» **Supplied information**:
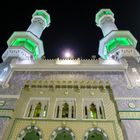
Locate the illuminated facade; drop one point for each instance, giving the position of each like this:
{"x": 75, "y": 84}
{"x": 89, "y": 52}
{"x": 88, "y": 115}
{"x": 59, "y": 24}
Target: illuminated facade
{"x": 70, "y": 99}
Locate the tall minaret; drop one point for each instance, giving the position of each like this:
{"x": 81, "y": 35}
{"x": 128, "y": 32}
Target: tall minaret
{"x": 116, "y": 43}
{"x": 27, "y": 45}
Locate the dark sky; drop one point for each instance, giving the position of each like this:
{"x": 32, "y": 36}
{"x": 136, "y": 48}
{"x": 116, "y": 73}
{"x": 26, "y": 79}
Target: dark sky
{"x": 72, "y": 23}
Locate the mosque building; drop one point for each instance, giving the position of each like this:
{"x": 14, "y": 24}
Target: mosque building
{"x": 70, "y": 99}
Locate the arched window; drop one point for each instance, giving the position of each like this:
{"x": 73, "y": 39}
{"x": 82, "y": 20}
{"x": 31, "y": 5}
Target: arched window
{"x": 65, "y": 110}
{"x": 57, "y": 114}
{"x": 95, "y": 134}
{"x": 86, "y": 112}
{"x": 37, "y": 107}
{"x": 93, "y": 111}
{"x": 45, "y": 111}
{"x": 101, "y": 112}
{"x": 62, "y": 134}
{"x": 37, "y": 111}
{"x": 30, "y": 111}
{"x": 30, "y": 133}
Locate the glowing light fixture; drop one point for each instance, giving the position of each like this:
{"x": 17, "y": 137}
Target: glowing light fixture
{"x": 67, "y": 54}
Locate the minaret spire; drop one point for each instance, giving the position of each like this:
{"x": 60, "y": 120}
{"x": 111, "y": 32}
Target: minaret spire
{"x": 116, "y": 43}
{"x": 27, "y": 45}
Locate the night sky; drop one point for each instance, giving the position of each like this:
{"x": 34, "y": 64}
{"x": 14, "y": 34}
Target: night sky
{"x": 72, "y": 23}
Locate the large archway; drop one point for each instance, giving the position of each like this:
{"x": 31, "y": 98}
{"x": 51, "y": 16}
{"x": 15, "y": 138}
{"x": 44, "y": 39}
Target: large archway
{"x": 30, "y": 133}
{"x": 95, "y": 134}
{"x": 62, "y": 134}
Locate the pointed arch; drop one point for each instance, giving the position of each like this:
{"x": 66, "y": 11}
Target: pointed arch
{"x": 93, "y": 111}
{"x": 65, "y": 110}
{"x": 37, "y": 111}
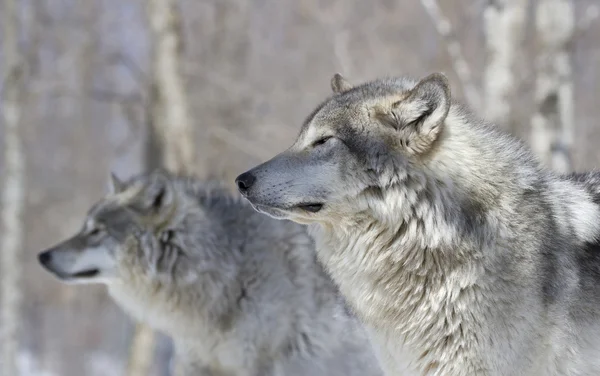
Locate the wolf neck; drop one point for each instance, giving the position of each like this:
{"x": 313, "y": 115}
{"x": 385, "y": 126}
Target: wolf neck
{"x": 411, "y": 263}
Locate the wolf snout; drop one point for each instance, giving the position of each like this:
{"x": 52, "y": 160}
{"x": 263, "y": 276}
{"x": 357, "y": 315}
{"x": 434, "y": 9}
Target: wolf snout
{"x": 45, "y": 257}
{"x": 244, "y": 182}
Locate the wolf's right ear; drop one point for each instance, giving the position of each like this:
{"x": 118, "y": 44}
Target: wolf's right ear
{"x": 419, "y": 114}
{"x": 115, "y": 185}
{"x": 339, "y": 84}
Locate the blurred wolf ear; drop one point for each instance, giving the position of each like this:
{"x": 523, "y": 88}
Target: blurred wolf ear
{"x": 339, "y": 84}
{"x": 419, "y": 114}
{"x": 115, "y": 185}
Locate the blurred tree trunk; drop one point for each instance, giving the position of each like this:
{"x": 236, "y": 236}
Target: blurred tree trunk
{"x": 504, "y": 26}
{"x": 552, "y": 124}
{"x": 171, "y": 133}
{"x": 171, "y": 136}
{"x": 459, "y": 63}
{"x": 13, "y": 196}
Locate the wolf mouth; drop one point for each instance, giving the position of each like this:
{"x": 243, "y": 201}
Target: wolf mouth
{"x": 311, "y": 207}
{"x": 86, "y": 274}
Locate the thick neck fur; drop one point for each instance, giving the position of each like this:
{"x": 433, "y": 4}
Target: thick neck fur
{"x": 411, "y": 259}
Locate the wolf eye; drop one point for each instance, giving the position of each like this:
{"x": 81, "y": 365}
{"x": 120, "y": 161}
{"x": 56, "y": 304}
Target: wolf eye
{"x": 321, "y": 141}
{"x": 95, "y": 231}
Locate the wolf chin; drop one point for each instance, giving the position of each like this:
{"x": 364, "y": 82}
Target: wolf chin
{"x": 458, "y": 251}
{"x": 239, "y": 293}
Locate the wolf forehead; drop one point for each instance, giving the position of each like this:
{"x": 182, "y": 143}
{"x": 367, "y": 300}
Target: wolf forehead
{"x": 342, "y": 107}
{"x": 112, "y": 214}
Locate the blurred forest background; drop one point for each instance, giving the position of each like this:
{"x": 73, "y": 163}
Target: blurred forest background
{"x": 216, "y": 86}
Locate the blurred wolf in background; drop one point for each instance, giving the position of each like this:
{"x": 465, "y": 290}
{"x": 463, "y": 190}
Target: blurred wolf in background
{"x": 239, "y": 293}
{"x": 459, "y": 252}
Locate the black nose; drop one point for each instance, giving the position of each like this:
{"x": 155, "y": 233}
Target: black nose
{"x": 245, "y": 182}
{"x": 45, "y": 257}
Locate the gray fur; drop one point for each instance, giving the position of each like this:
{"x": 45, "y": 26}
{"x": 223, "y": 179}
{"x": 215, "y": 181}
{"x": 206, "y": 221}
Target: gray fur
{"x": 458, "y": 251}
{"x": 239, "y": 293}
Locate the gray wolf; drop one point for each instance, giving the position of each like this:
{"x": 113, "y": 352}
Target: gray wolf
{"x": 239, "y": 293}
{"x": 457, "y": 250}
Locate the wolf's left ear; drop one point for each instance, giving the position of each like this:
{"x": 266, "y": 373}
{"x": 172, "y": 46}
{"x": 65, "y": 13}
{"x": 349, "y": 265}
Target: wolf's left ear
{"x": 339, "y": 84}
{"x": 115, "y": 184}
{"x": 419, "y": 115}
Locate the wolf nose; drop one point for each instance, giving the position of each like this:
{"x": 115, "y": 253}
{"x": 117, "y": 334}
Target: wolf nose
{"x": 45, "y": 257}
{"x": 245, "y": 182}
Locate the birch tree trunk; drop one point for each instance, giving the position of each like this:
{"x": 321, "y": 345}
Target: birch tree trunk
{"x": 169, "y": 118}
{"x": 552, "y": 124}
{"x": 504, "y": 25}
{"x": 14, "y": 190}
{"x": 459, "y": 63}
{"x": 171, "y": 136}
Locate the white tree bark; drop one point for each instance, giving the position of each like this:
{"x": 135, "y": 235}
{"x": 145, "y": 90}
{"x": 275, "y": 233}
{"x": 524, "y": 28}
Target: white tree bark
{"x": 459, "y": 63}
{"x": 171, "y": 141}
{"x": 552, "y": 124}
{"x": 504, "y": 24}
{"x": 170, "y": 114}
{"x": 13, "y": 194}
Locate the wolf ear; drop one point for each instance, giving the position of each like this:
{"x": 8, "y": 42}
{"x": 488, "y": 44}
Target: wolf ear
{"x": 419, "y": 115}
{"x": 115, "y": 184}
{"x": 339, "y": 84}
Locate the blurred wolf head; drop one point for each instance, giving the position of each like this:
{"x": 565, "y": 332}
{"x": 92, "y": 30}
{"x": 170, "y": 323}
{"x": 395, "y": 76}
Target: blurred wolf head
{"x": 140, "y": 229}
{"x": 116, "y": 230}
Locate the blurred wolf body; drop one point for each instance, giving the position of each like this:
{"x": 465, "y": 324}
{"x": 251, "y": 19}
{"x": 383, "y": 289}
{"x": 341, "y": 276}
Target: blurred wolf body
{"x": 239, "y": 293}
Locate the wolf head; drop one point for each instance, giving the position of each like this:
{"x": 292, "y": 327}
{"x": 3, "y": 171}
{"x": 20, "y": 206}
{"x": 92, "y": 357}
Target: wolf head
{"x": 123, "y": 227}
{"x": 361, "y": 138}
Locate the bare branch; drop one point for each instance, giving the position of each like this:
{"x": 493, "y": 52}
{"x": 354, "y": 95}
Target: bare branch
{"x": 459, "y": 63}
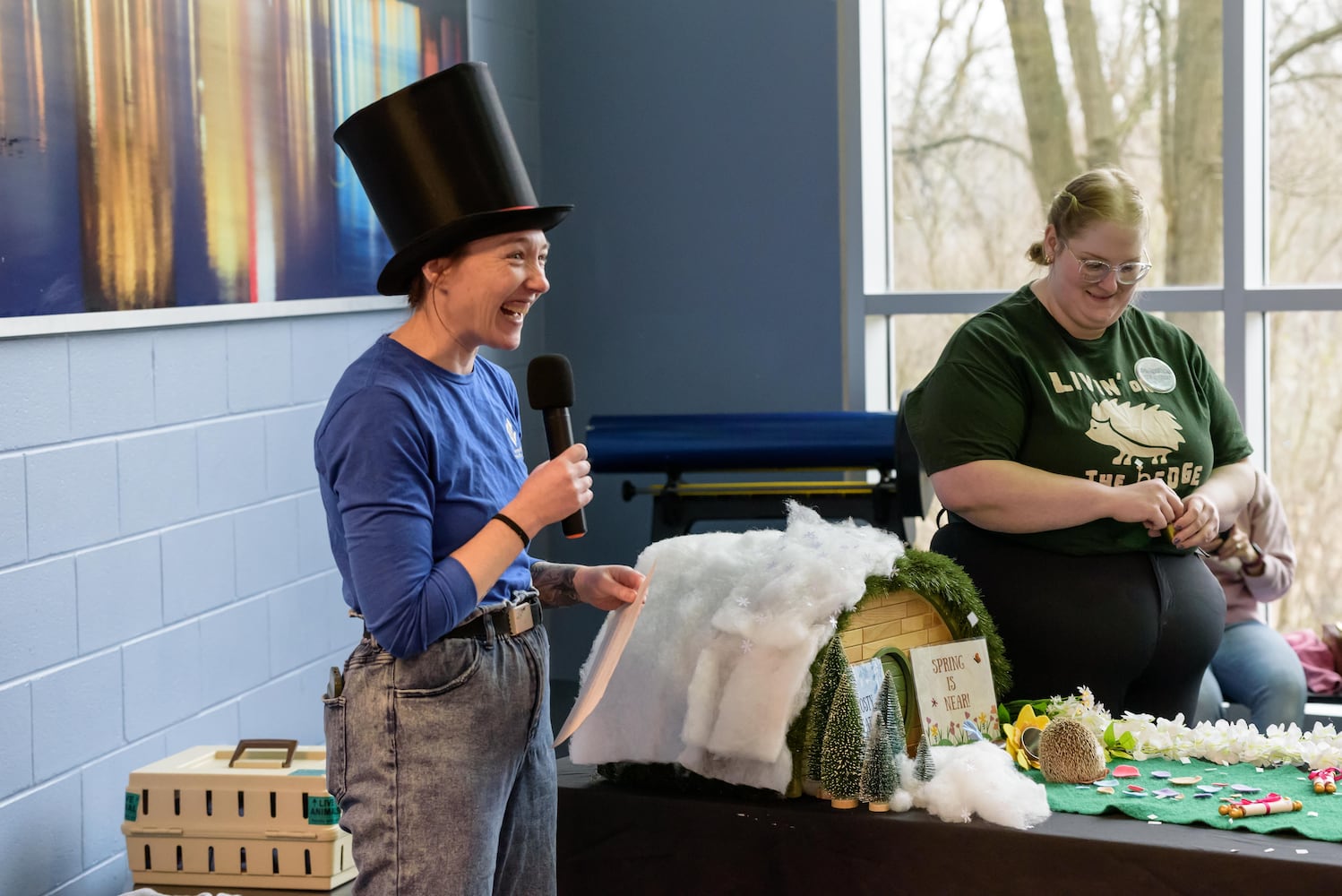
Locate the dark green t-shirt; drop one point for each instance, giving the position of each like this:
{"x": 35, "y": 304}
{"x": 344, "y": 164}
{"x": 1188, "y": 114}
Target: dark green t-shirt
{"x": 1012, "y": 383}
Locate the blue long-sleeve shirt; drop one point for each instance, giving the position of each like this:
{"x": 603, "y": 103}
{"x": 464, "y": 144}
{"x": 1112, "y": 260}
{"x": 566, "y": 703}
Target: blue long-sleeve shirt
{"x": 412, "y": 461}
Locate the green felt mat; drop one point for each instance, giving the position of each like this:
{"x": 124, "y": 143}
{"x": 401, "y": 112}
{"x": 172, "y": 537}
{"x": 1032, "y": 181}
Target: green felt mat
{"x": 1286, "y": 781}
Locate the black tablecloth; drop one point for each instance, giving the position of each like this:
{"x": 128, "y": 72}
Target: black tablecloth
{"x": 619, "y": 840}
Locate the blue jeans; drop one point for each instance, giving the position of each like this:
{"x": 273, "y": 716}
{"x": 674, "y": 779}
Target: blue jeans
{"x": 1258, "y": 668}
{"x": 443, "y": 766}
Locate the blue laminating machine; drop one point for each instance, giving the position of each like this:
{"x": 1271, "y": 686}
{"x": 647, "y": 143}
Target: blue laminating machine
{"x": 823, "y": 442}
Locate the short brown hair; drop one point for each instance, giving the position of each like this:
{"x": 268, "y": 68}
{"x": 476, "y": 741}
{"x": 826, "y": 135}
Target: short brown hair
{"x": 1099, "y": 194}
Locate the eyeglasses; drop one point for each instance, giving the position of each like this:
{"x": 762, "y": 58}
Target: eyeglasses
{"x": 1094, "y": 270}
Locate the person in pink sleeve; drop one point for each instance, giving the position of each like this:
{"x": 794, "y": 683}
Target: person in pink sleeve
{"x": 1253, "y": 666}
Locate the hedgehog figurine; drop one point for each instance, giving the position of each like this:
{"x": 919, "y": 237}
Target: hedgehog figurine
{"x": 1069, "y": 753}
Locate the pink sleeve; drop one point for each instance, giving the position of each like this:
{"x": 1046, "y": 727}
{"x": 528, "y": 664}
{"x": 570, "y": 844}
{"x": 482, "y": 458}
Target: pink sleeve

» **Problem statement**: From the line that holds "Target: person in pink sleeve" to the last line of the records above, print each line exactly. Add nothing else.

» **Response for this exercise**:
Target: person in pink sleeve
{"x": 1253, "y": 666}
Locate the hedgehog figurine; drop one point for each instance, giving the position of each like this:
{"x": 919, "y": 237}
Target: hedgehog figurine
{"x": 1069, "y": 753}
Locate the pink sleeve; drop one point for each instance, giving the position of each like this:
{"x": 1046, "y": 727}
{"x": 528, "y": 664}
{"x": 570, "y": 844}
{"x": 482, "y": 458}
Target: pink sleeve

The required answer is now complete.